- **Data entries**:
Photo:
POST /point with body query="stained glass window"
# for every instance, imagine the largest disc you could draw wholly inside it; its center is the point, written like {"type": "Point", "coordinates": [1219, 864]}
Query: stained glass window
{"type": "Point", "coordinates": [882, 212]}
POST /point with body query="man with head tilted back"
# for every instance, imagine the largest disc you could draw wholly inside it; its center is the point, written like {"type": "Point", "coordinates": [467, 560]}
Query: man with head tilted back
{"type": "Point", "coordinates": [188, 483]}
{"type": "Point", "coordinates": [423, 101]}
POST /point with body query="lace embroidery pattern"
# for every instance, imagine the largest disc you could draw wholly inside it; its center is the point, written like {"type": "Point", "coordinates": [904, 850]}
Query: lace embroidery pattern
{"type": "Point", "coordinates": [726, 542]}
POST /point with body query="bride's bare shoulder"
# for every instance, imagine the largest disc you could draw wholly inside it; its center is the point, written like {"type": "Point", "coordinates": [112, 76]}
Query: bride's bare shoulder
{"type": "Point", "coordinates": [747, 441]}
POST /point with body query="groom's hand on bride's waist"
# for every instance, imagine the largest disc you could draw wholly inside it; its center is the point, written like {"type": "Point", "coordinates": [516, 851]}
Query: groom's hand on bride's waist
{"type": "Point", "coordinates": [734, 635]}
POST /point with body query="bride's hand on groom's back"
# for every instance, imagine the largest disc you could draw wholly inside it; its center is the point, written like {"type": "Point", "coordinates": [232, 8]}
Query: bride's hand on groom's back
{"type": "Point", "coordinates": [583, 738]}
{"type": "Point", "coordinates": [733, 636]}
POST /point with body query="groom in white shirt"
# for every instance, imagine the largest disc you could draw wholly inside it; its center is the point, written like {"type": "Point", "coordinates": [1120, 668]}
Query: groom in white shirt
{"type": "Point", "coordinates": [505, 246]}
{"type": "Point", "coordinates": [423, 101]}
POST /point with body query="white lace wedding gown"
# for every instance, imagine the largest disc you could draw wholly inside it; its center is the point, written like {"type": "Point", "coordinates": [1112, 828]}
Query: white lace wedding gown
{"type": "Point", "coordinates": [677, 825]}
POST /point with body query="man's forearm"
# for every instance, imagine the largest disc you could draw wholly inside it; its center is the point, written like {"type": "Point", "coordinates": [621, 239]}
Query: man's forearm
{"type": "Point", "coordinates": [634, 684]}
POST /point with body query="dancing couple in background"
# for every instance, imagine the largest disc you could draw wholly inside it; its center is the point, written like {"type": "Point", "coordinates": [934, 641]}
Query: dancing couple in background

- **The task**: Type out the full listing again, exactly as given.

- **Expected answer**:
Photo:
POST /point with body query="stained glass window"
# for every instance, imagine the largest disc you could draw wholly inside it; its center is the point, written like {"type": "Point", "coordinates": [1219, 864]}
Query: stained glass window
{"type": "Point", "coordinates": [882, 212]}
POST /point with body query="man with head tilted back"
# for every instance, imagine the largest disc you could draw wholly inside it; its center is the point, written like {"type": "Point", "coordinates": [467, 560]}
Query: man with head tilted back
{"type": "Point", "coordinates": [188, 483]}
{"type": "Point", "coordinates": [423, 101]}
POST /point with body query="lace embroidery pattern"
# for every instance, imagine the largest disc you could draw wholly inside it; its center is the point, written like {"type": "Point", "coordinates": [904, 850]}
Query: lace embroidery pattern
{"type": "Point", "coordinates": [726, 542]}
POST /point with body query="bride's bare shoulder"
# for every instance, imagine the largest disc you could draw wholly inside it; its center is the point, written like {"type": "Point", "coordinates": [112, 76]}
Query: bride's bare shoulder
{"type": "Point", "coordinates": [747, 441]}
POST /point with body query="groom's hand on bride's waist"
# for every instance, imagine the largest disc you could draw wholly inside it; its center is the point, written like {"type": "Point", "coordinates": [516, 851]}
Query: groom's hand on bride's waist
{"type": "Point", "coordinates": [734, 635]}
POST /point with body query="bride's hand on groom's back"
# for every instance, imagine the largest disc you could draw wholly inside it; its center is the point, written like {"type": "Point", "coordinates": [232, 8]}
Query: bride's hand on groom's back
{"type": "Point", "coordinates": [583, 738]}
{"type": "Point", "coordinates": [733, 636]}
POST /point with body query="groom in white shirt"
# for every instance, imagine the largest disc you could draw wholly inside it; its center is the point, written like {"type": "Point", "coordinates": [1120, 668]}
Query: groom in white shirt
{"type": "Point", "coordinates": [505, 246]}
{"type": "Point", "coordinates": [423, 101]}
POST /point with body query="white lace wedding gown"
# for every instance, imagine the largest disc you could draw wholly inside it; its center is the point, written like {"type": "Point", "coordinates": [1112, 828]}
Query: white lace wedding gown
{"type": "Point", "coordinates": [677, 825]}
POST /point with body query="man's forearm"
# for every instance, imagine the largest disc you could draw wholly inside it; its center is the point, written like {"type": "Point", "coordinates": [621, 239]}
Query: man's forearm
{"type": "Point", "coordinates": [634, 684]}
POST /point with body query="dancing couple in background"
# for every instance, imagine the largest disc you could draw wholly inside it; its center is the point, written like {"type": "Point", "coordinates": [934, 641]}
Query: dancing couple in background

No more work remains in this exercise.